Extract provided:

------------------------------------------------------------------------

Coaches often talk about drawing lessons from defeat, but is the defeat itself necessary? Can those same lessons come from victory?
As Naurato sees it, finding paths to self-improvement out of setbacks is a way of managing the inevitability of failure in sports: “You prep so that you win every game, but [learning from losses] is the optimistic way of looking at it. Anytime you lose, or you fail, you can learn from it. How are you going to respond? If you learn from it, if you come out and fix those things, it’s a huge win. If you don’t, you have a problem, and how much pain do you want to go through until you figure it out?”
Zooming out from the immediate context of last weekend’s mixed results in State College, Naurato implicitly invokes the pedagogy of the warm demander. In unpacking the work he does to help his charges grow, the interim head coach highlights a balance between instilling confidence in a young group eager to prove itself at the collegiate level and striking the right instructional notes to help the individual players and collective team strive toward their potential.
As a teacher, Naurato seeks to develop relationships with his players that reflect a mutual respect, relationships that position personal and team success as an expectation due to a shared understanding that those lofty goals are within reach.
“It’s just letting them know you believe, and then at the same time, we have to be firm and hold them accountable.”
Because of his confidence in his players’ statuses as “students of the game,” keen to hone their craft, Naurato sees no benefit to berating players over mistakes or failure. Instead, his objective is to set a struggling player on a path toward improvement.
“It’s just staying the course of building them up without just telling them what they want to hear. There’s no reason for me to just [say] ‘You’ve got to work harder. You’re shit.’ If you get a ‘B’ in a class and I was like ‘What the hell? You gotta study harder, you’re not smart. What are you thinking?’ You’re going to be like ‘What are you talking about? Give me some solutions. What am I missing?’”
As part of that process, Naurato wants to make sure that his players feel empowered to express their thoughts: “I’m wide open to what guys think. I want the kids to challenge me. I want them to tell me what they love or don’t like. That doesn’t mean I’m gonna change it, but I want to know what they’re thinking. I want them to have a voice.”

------------------------------------------------------------------------

Segmentation mask data:
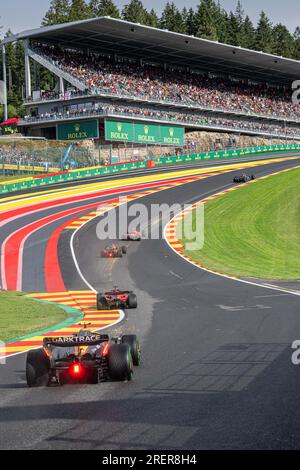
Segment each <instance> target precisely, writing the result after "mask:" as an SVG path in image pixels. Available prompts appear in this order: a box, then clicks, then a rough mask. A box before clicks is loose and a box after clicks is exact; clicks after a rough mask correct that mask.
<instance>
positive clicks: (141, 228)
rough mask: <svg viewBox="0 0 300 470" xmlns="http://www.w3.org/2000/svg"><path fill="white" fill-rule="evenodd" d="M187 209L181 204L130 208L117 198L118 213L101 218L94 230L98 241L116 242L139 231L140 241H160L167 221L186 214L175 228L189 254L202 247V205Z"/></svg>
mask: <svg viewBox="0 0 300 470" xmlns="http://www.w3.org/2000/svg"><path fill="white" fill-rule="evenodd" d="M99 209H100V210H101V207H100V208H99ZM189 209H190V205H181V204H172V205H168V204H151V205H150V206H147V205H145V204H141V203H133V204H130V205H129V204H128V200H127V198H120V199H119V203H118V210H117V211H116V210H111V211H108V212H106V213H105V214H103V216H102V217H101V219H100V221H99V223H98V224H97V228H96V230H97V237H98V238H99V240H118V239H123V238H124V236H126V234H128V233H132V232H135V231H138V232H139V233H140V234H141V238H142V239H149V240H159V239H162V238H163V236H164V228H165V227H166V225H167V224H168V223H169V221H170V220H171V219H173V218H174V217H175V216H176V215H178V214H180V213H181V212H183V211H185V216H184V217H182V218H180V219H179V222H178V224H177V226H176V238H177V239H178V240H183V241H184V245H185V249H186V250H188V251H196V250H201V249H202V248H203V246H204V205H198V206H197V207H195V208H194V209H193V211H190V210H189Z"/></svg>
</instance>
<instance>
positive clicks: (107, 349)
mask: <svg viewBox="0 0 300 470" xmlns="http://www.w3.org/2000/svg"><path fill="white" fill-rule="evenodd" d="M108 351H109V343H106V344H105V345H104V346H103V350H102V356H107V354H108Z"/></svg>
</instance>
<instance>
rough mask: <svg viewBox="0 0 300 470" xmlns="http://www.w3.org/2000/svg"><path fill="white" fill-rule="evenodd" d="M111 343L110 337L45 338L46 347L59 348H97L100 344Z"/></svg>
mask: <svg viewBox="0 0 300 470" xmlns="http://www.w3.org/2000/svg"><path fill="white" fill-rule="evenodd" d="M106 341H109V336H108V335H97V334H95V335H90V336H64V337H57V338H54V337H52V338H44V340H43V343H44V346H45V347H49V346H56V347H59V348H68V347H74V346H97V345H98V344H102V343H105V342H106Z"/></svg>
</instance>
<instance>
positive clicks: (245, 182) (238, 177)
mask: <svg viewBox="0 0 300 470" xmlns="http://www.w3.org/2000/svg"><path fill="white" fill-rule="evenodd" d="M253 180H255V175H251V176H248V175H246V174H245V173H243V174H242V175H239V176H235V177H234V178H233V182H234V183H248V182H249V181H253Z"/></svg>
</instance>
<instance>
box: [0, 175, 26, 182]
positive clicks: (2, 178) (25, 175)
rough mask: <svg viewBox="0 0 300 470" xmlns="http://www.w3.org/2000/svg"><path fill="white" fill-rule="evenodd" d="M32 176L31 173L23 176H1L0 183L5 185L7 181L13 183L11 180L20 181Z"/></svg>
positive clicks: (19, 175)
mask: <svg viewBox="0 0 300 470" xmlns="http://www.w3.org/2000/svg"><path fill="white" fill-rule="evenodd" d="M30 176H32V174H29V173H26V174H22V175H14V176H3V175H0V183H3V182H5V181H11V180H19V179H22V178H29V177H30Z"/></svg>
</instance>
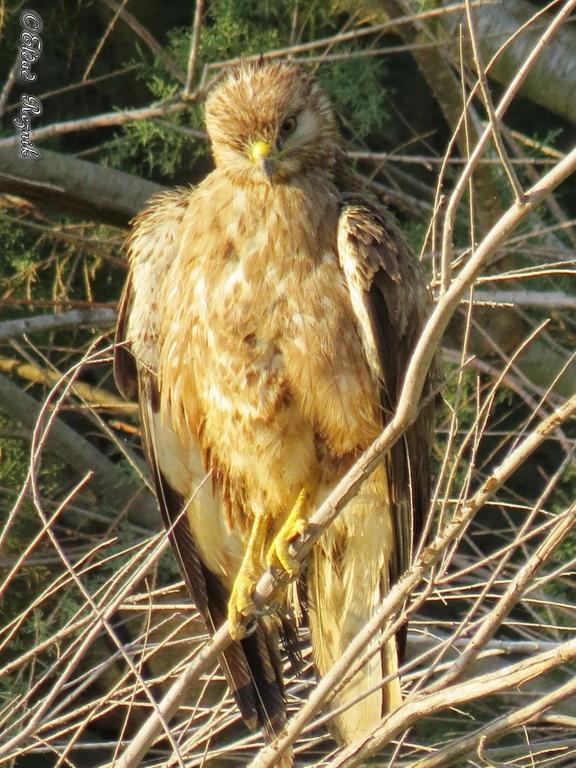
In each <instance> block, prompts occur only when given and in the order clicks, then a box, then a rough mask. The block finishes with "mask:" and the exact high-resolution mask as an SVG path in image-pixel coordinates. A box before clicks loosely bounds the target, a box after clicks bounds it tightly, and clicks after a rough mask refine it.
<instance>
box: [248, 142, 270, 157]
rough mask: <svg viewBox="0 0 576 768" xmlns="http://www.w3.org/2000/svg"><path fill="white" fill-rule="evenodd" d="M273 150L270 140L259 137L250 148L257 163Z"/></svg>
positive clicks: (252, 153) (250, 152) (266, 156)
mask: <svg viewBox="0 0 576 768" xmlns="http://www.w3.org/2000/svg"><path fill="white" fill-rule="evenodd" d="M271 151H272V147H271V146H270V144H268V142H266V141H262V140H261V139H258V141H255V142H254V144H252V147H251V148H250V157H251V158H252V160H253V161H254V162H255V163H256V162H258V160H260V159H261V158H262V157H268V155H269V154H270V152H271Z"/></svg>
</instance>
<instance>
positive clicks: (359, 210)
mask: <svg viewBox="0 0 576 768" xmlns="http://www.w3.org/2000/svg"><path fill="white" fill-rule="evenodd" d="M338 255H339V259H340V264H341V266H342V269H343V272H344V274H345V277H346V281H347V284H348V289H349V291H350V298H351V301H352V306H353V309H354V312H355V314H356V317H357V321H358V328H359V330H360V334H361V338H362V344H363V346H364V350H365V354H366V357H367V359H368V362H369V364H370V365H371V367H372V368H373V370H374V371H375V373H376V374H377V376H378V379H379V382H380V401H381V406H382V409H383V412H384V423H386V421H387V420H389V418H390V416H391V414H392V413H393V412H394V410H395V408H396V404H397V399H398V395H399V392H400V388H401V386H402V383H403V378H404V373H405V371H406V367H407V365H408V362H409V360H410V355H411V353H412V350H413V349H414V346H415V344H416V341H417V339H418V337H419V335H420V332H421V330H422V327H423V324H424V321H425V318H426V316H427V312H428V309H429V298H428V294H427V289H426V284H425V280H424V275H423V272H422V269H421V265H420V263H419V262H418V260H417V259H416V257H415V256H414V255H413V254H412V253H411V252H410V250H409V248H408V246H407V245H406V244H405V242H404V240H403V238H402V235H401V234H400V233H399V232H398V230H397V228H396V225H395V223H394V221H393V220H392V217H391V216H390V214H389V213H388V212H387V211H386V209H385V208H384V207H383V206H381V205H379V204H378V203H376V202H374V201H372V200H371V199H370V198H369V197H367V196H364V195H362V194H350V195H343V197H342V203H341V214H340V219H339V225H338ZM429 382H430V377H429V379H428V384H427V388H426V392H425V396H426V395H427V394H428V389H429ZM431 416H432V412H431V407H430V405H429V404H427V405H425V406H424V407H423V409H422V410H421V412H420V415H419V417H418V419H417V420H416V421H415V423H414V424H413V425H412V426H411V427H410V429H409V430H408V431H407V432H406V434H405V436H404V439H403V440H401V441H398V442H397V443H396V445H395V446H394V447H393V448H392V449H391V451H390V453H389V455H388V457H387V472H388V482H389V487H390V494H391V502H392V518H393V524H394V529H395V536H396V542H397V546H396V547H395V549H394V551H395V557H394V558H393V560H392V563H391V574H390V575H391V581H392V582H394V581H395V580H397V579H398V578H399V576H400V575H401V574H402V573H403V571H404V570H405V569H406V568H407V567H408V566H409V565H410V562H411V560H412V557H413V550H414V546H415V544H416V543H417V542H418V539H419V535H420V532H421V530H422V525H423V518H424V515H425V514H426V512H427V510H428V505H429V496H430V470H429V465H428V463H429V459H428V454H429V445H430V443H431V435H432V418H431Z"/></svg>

------------------------------------------------------------------------

What is expected: In the coaching excerpt, what does Naurato see no benefit in doing when players make mistakes or fail?

Reply: Berating players over mistakes or failure.